**Objectives:**
(A) Set down the part of the SELinux discussion from "Paul Howarth paul@city-fan.org" up to and including "type being used.", word for word.
(B) In the SELinux discussion, what context type does /var/run have in targeted policy?

**Document:**
## Begin
Paul Howarth paul@city-fan.org writes:
Paul Wouters paul@xelerance.com wrote:
Can't selinux pickup things without a restorecon? And what is the problem another (root) process screwing over a pid or lock file? Can't SElinux lock that down from the /var/run level?
/var/run is var_run_t in targeted policy, but hardly anything below /var/run is - almost every subdir/file has its own context type.
Just creating a file/directory within /var/run using the initscript will inherit the var_run_t, which in most cases is not what's needed, hence the need for restorecon.
Having the daemon create the file/dir works better because there will be a type transition defined in policy that results in the correct context type being used.
## End
**Dataset content:**
## Begin
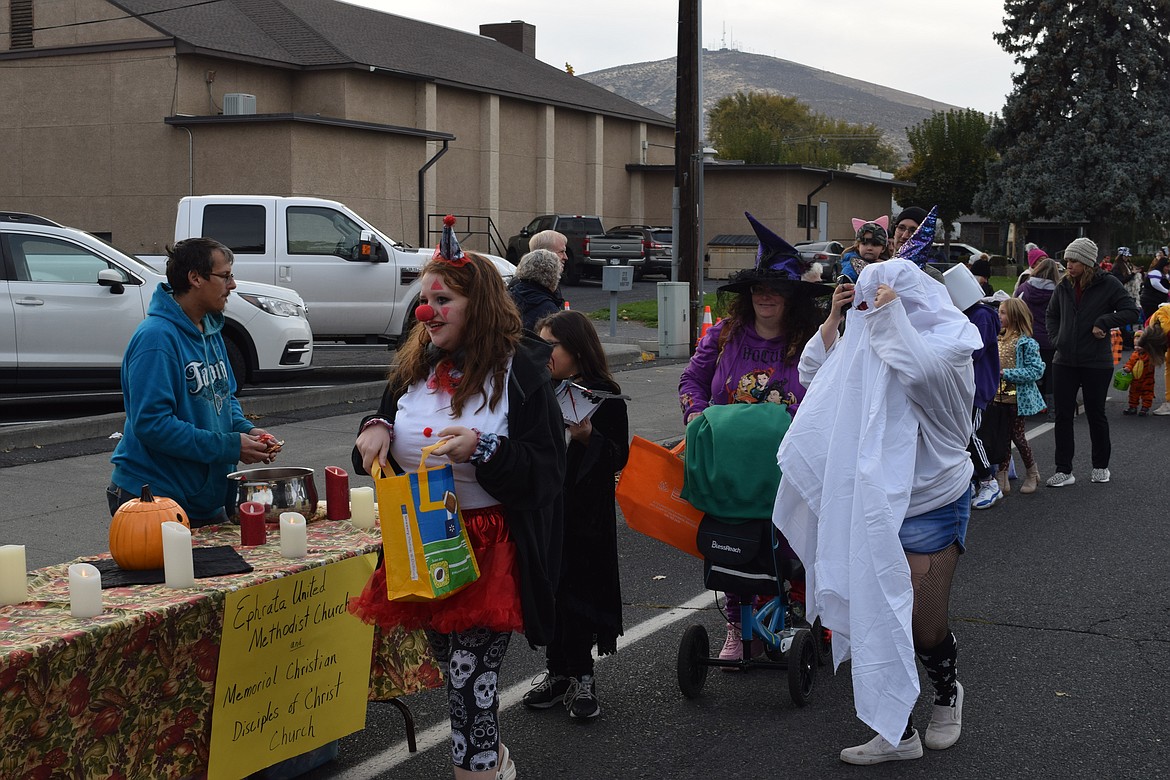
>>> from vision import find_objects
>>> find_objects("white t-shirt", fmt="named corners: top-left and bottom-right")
top-left (390, 359), bottom-right (511, 509)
## End
**Final answers:**
(A)
Paul Howarth paul@city-fan.org writes:
Paul Wouters paul@xelerance.com wrote:
Can't selinux pickup things without a restorecon? And what is the problem another (root) process screwing over a pid or lock file? Can't SElinux lock that down from the /var/run level?
/var/run is var_run_t in targeted policy, but hardly anything below /var/run is - almost every subdir/file has its own context type.
Just creating a file/directory within /var/run using the initscript will inherit the var_run_t, which in most cases is not what's needed, hence the need for restorecon.
Having the daemon create the file/dir works better because there will be a type transition defined in policy that results in the correct context type being used.

(B) var_run_t